* [YOUR OBJECTIVE]: For this exercise, reproduce each entry below exactly, excluding pictures.

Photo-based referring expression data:
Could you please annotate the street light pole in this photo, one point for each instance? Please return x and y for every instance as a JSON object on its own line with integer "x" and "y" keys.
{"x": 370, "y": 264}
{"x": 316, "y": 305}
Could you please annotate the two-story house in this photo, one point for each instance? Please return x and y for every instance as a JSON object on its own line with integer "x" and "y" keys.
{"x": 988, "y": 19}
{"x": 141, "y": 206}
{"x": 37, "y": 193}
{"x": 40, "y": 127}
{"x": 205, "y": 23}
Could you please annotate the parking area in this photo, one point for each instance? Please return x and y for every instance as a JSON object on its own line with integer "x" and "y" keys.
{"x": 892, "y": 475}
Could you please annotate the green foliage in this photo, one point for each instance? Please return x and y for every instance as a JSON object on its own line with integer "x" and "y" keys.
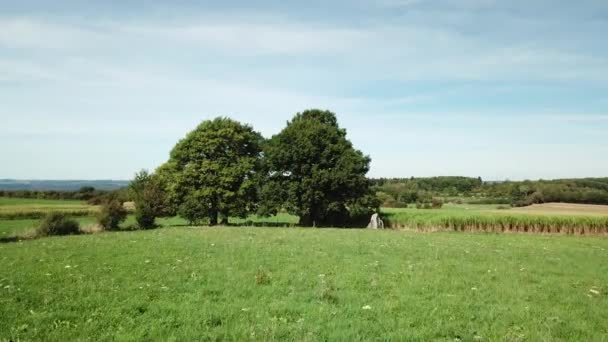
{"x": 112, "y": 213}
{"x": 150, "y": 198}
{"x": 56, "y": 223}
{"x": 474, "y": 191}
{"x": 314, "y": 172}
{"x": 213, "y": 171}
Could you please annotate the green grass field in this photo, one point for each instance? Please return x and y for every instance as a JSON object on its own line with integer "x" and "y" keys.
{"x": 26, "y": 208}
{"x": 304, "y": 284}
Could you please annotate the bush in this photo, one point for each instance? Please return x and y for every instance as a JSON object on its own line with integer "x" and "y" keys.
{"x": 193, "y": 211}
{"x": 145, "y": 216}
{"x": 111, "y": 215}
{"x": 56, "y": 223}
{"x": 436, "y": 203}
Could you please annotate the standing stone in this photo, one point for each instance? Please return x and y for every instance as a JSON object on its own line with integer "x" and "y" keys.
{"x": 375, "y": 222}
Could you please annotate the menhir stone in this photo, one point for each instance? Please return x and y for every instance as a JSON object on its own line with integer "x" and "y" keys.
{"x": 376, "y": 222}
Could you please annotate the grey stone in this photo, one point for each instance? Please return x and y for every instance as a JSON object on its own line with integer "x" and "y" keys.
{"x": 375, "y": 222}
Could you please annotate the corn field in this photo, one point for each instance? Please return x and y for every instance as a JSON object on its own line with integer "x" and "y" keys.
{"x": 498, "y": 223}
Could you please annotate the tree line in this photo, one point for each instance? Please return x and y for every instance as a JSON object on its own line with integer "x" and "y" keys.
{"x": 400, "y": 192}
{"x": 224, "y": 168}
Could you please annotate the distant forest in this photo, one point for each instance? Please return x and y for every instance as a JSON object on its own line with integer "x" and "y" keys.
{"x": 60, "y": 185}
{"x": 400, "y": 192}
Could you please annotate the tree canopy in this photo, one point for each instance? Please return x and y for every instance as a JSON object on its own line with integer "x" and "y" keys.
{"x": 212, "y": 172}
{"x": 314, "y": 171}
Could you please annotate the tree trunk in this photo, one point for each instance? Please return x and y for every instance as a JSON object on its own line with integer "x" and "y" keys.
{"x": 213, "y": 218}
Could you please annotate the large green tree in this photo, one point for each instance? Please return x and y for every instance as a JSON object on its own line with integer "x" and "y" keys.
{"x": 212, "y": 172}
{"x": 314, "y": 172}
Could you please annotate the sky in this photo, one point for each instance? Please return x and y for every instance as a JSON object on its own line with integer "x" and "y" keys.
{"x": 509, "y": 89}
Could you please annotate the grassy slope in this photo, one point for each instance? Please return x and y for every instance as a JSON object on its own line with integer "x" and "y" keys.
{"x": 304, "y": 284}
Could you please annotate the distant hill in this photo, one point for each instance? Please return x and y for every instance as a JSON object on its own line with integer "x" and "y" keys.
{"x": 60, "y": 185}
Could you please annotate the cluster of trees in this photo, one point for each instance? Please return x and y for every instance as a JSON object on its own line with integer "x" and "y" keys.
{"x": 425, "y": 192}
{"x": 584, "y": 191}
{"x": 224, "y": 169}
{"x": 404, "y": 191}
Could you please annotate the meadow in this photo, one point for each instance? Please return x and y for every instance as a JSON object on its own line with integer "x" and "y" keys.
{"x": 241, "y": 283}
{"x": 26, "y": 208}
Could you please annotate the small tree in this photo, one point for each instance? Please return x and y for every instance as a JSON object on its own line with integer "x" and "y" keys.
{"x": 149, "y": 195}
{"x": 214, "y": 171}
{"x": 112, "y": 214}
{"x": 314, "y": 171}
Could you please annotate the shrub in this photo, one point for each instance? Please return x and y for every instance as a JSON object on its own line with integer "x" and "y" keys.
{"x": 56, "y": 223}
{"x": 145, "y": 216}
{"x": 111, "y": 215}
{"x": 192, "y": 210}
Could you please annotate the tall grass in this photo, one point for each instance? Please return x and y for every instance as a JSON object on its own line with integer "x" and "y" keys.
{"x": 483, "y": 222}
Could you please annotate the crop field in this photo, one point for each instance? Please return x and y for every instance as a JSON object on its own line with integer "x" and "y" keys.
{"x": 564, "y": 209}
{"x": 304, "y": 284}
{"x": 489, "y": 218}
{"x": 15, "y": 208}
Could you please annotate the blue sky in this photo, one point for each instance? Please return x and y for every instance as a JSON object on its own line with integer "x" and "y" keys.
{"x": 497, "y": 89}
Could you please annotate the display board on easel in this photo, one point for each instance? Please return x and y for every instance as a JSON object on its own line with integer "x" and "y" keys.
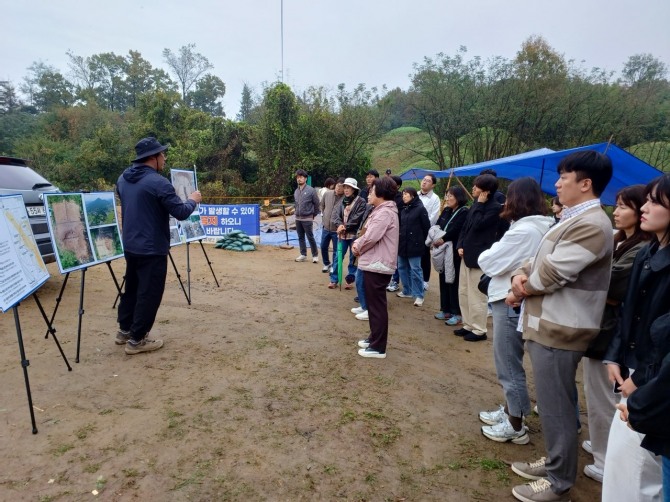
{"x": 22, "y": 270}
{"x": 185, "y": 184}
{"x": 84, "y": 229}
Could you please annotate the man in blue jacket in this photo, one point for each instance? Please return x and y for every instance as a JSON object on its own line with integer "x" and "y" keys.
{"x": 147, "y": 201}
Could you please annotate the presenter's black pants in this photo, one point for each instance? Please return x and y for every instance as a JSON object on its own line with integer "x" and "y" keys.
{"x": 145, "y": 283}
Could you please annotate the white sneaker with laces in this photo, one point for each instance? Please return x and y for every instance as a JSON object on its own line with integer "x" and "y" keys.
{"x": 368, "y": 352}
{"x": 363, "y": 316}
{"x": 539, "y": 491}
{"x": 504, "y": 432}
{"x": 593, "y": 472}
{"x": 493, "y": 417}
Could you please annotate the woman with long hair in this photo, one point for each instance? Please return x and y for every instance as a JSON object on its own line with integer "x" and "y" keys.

* [TASK SOLUTION]:
Could you please annotate the street light pole in this photo, one point for each instance? Please return x and y for every instance as a JSON object on its own line with integer "x" and "y" keys.
{"x": 370, "y": 264}
{"x": 316, "y": 305}
Could you please annotate the two-story house in this photo, one point for each instance? Please return x and y for every instance as a JSON object on its own line with integer "x" and "y" keys.
{"x": 988, "y": 19}
{"x": 141, "y": 206}
{"x": 37, "y": 193}
{"x": 40, "y": 127}
{"x": 205, "y": 23}
Could you please annotate the parking area in this photo, one point for each instance? Please return x and y for every instance as a JSON object on its own line with integer "x" and "y" keys.
{"x": 892, "y": 475}
Could you please annotate the green foliage in this photo, one point for each instance? Please return x and y for every instance as a JSON object on its own line with integer "x" and "y" keys.
{"x": 112, "y": 213}
{"x": 150, "y": 198}
{"x": 56, "y": 223}
{"x": 474, "y": 191}
{"x": 314, "y": 172}
{"x": 213, "y": 171}
Could you please annotate the green grass field in this photo, one point for each instance? Please return x and y for every instance as a JSON object on its own line with integer "x" and "y" keys.
{"x": 26, "y": 208}
{"x": 304, "y": 284}
Could you please annotate the bush in this photo, one point for each instance? Please return x and y for every instance as a JSON object on its own line with integer "x" and "y" keys.
{"x": 193, "y": 211}
{"x": 145, "y": 216}
{"x": 111, "y": 215}
{"x": 56, "y": 223}
{"x": 436, "y": 203}
Could you please annotate the standing stone in this photo, one point for each instance? Please return x and y for every instance as a JSON object on its own line with integer "x" and "y" keys.
{"x": 375, "y": 222}
Could you please annotate the menhir stone in this photo, one point for each instance? Please return x and y for every instance as a JSON object on its own line with integer "x" and "y" keys.
{"x": 376, "y": 222}
Could you please annotate the grey stone in this photo, one point for each instance? Please return x and y for every instance as a JSON object on its own line with integer "x" and "y" keys.
{"x": 375, "y": 222}
Could you please annotate the corn field in this photo, one point for each instance? Please return x and y for every instance as a JSON object on its own line with integer "x" and "y" keys.
{"x": 498, "y": 223}
Could you please annotate the tree line in this photo, one point for each instance? Please return x and y for every instance as a JSON object on its own line with integer "x" and "y" keys.
{"x": 400, "y": 192}
{"x": 224, "y": 168}
Could you please annotate the distant forest in this photo, one point for each instance? Please return x and y for every instance as a JSON object on its own line with integer "x" and "y" keys.
{"x": 60, "y": 185}
{"x": 400, "y": 192}
Could you please annotate the tree canopy in this photo, one point for each instance? Please return x and y for every instance as a JSON object on its own line with integer "x" and "y" keys.
{"x": 212, "y": 172}
{"x": 314, "y": 171}
Could you please annotate the tree trunk in this photo, one point for each instance? Please return x and y for every instance as a JSON object on its own line with integer "x" and "y" keys.
{"x": 213, "y": 218}
Could you please annotate the large green tree in this photo, one point for each instance? Please return x and y for every instance as a JSON object on its own line with integer "x" and "y" keys.
{"x": 212, "y": 172}
{"x": 314, "y": 172}
Could you please annotate the sky in this photo, one point for each instance? Please return x and y for every instance as a JSON object on its own line with integer "x" and "y" keys.
{"x": 509, "y": 89}
Could you please annotate the grassy slope in this photo, one point for each instance? Please return x and y for every instance as a JSON object on its own line with integer "x" and "y" keys.
{"x": 304, "y": 284}
Could you please annotate the distant hill in this photo, one point for each instance? Please return x and y for every instance as a JSON object on its own line with integer "x" and "y" keys.
{"x": 60, "y": 185}
Could you please annotate the cluster of trees in this photo, one point for each instance? Please return x and y for every instance as a JSON object on its own line with integer "x" and "y" keys.
{"x": 425, "y": 192}
{"x": 584, "y": 191}
{"x": 224, "y": 169}
{"x": 404, "y": 191}
Could you please annotate the meadow in this photo, one point for each instance? Please return x and y for every instance as a JSON object on its own line with integer "x" and "y" keys.
{"x": 241, "y": 283}
{"x": 26, "y": 208}
Could you please annotate the small tree in this photo, one point for each instance? Please return x and y for every instance as a JSON object on its own line with integer "x" and "y" keys.
{"x": 149, "y": 195}
{"x": 214, "y": 171}
{"x": 112, "y": 214}
{"x": 314, "y": 171}
Could you please annotate the shrub in this photo, one point for each instance? Please return x and y for every instance as a JSON object on its own line with integer "x" and "y" keys.
{"x": 56, "y": 223}
{"x": 145, "y": 216}
{"x": 111, "y": 215}
{"x": 192, "y": 210}
Could you please annotate the tall grass in this photo, one point for each instance? Please return x and y for every instance as a JSON object on its own line with integer "x" and "y" keys.
{"x": 483, "y": 222}
Could you please annotate the crop field in this photo, one point for each instance? Please return x and y for every instance as a JSON object on its own line with integer "x" and "y" keys.
{"x": 564, "y": 209}
{"x": 304, "y": 284}
{"x": 489, "y": 218}
{"x": 15, "y": 208}
Could you please annotate the blue sky in this photo, one point for each instance? Please return x and y for every instance as a JSON object on its own line with integer "x" and "y" keys.
{"x": 497, "y": 89}
Could you please annotate the display board on easel in this photo, one point for each instance? Please return x and y for every instance as a JSON object on its own line with integer "x" and "y" keys.
{"x": 22, "y": 270}
{"x": 185, "y": 184}
{"x": 84, "y": 229}
Could you please annotate the man in blue jacket in this photo, one point for each instance? Please return x and y for every instance as a JSON object on its own line with integer "x" and "y" keys.
{"x": 147, "y": 201}
Could you please annotate the presenter's black pants in this photo, one point for each instance? Please return x and y for every instance as a JSON object on its own line with integer "x" and "y" keys.
{"x": 145, "y": 283}
Could you please annotate the white sneaker with laces in this photo, one point for each instance? Please return x and y for every instance as a JSON object on its own line with integer "x" and "y" keys.
{"x": 368, "y": 352}
{"x": 363, "y": 316}
{"x": 539, "y": 491}
{"x": 504, "y": 432}
{"x": 593, "y": 472}
{"x": 493, "y": 417}
Could you please annotate the woman with long hair in this photo, one point for each instance? Please return x and y for every instance as a JSON object on its own line with integer "x" and "y" keys.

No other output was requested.